YOUR GOAL:
Transcribe the entries below without alteration.

___

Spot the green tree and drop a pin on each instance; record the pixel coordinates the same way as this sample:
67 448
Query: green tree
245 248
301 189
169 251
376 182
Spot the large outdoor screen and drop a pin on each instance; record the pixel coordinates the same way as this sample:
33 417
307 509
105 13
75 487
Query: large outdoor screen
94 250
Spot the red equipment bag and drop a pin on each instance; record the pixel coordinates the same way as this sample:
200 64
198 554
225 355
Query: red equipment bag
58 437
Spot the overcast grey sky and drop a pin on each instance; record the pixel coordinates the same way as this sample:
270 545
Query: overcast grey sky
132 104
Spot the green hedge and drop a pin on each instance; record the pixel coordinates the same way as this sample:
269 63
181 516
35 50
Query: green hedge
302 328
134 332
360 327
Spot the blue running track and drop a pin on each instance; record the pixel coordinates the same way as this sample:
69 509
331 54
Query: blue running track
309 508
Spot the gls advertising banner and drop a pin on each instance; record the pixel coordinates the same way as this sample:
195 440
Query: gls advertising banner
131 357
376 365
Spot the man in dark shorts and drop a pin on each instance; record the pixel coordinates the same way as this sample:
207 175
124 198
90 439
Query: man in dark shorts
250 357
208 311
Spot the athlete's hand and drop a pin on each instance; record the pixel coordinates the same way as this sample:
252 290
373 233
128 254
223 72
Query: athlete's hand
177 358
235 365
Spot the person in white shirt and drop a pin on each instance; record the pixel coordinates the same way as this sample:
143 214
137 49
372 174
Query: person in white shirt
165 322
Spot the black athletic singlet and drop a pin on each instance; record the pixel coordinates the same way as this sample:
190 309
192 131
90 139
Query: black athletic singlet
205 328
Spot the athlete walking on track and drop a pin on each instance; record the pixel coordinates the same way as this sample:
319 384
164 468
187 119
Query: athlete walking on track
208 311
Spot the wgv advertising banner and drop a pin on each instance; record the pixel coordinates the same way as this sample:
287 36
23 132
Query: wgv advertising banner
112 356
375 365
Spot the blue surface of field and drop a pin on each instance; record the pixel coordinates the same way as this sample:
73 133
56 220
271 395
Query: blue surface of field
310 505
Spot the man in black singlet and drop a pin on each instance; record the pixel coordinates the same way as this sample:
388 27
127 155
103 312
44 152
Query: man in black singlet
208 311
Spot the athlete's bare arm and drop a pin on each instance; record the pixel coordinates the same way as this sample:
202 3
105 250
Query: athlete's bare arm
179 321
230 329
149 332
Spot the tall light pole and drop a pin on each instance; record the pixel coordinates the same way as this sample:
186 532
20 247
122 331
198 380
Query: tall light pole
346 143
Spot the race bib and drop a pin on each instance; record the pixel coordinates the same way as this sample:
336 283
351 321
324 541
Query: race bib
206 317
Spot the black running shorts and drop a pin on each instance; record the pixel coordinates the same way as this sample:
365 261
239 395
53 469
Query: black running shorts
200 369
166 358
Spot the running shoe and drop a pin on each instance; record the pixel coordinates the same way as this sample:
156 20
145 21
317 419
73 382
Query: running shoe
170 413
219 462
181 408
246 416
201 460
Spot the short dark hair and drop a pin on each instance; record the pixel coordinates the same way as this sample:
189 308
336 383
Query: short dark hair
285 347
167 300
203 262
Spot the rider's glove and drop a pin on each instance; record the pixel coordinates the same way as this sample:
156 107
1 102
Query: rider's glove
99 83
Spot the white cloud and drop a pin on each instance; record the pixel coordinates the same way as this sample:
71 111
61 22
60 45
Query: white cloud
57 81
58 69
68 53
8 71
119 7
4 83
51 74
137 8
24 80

___

THE COMPLETED TASK:
Spot the green tree and drop a pin on each instance; record the pixel coordinates the same way as this sample:
67 448
Query: green tree
245 248
301 189
169 251
376 182
Spot the large outdoor screen and drop a pin on each instance; record the pixel coordinates the same way as this sample:
33 417
307 509
105 13
75 487
Query: large outdoor screen
94 250
Spot the red equipment bag and drop a pin on each instance; record the pixel coordinates the same way as this sample:
200 64
198 554
225 355
Query: red equipment bag
58 437
Spot the overcast grey sky and drop a pin on each instance; record the pixel coordinates the same way as this sample:
270 545
Query: overcast grey sky
132 104
Spot the green hedge and drop a pin on each instance; record the pixel coordinates the same way as this sample:
269 63
181 516
35 50
Query: green hedge
302 328
134 332
360 327
Spot the blue running track and drop a pin on each instance; record the pixel coordinates the same way as this sample:
69 509
331 54
Query: blue running track
309 508
Spot the gls advertising banner and drop a pin on each instance; record the pixel coordinates the same way as this sample:
195 440
Query: gls advertising banner
131 357
376 365
Spot the man in dark shorts and drop a pin on each instance; record the pixel coordinates the same way as this sample:
207 175
124 198
90 439
Query: man in dark shorts
250 357
208 311
Spot the athlete's hand and drop a pin on each instance; record the pixel coordinates the same way as this sample:
252 290
373 233
128 254
223 72
Query: athlete's hand
177 358
235 365
Spot the person in white shirt and drop a pin on each instance; record the pixel coordinates the same way as this sample:
143 214
137 49
372 174
Query: person in white shirt
165 322
Spot the black athletic singlet and drop a pin on each instance; record the pixel coordinates the same way as this sample:
190 309
192 131
90 139
Query: black athletic singlet
205 328
Spot the athlete walking on track and drop a pin on each instance; record the pixel coordinates the same way as this sample:
319 384
164 468
187 119
Query: athlete walking on track
208 311
Spot the wgv advertising banner and drop a pin on each instance; record the pixel coordinates the same way as this sample:
287 36
23 132
Query: wgv advertising banner
112 356
375 365
Spot the blue surface of field and drop a pin on each instance; record the pixel coordinates the same way as this sample:
73 133
56 220
271 395
Query: blue surface of field
310 505
Spot the man in black singlet and drop a pin on each instance; record the pixel coordinates the same way as this sample:
388 27
127 155
103 312
44 152
Query: man in black singlet
208 311
Spot the athlete's bare arm and drop a pin on each instance; record the pixel coordinates the same way as this sample:
202 3
105 250
Query: athlete's bare arm
179 321
230 329
149 332
Spot the tall light pole and drop a pin on each instance; record the pixel coordinates the same way as this sample:
186 532
20 247
122 331
198 380
Query: tall light pole
346 143
Spot the race bib and drop a pin on each instance; record the pixel coordinates the same way as this sample:
336 283
351 321
324 541
Query: race bib
206 317
Spot the black running shorts and drop a pin on each instance; record the pixel coordinates the same way as this sample:
365 261
239 395
53 469
Query: black running shorts
200 369
166 358
Spot the running shoe and drop a pin on each instance; record the pixel coordinates the same way as this sample:
156 20
145 21
317 419
73 382
Query: running shoe
170 413
219 462
181 408
246 416
201 460
Spot the short dark hair and drop a pin on each instance; record the pixel coordinates the same way as this sample:
189 308
336 383
Query: short dark hair
285 347
167 300
203 262
Spot the rider's glove and drop a pin on each instance; record the pixel coordinates the same way as this sample:
156 107
1 102
Query: rider's glove
99 83
Spot the white cloud and drop a pin on each instance; record the pixel coordinates the same way as this sample:
71 111
61 22
60 45
Query: white cloud
57 81
58 69
68 53
8 71
119 7
4 83
51 74
137 8
24 80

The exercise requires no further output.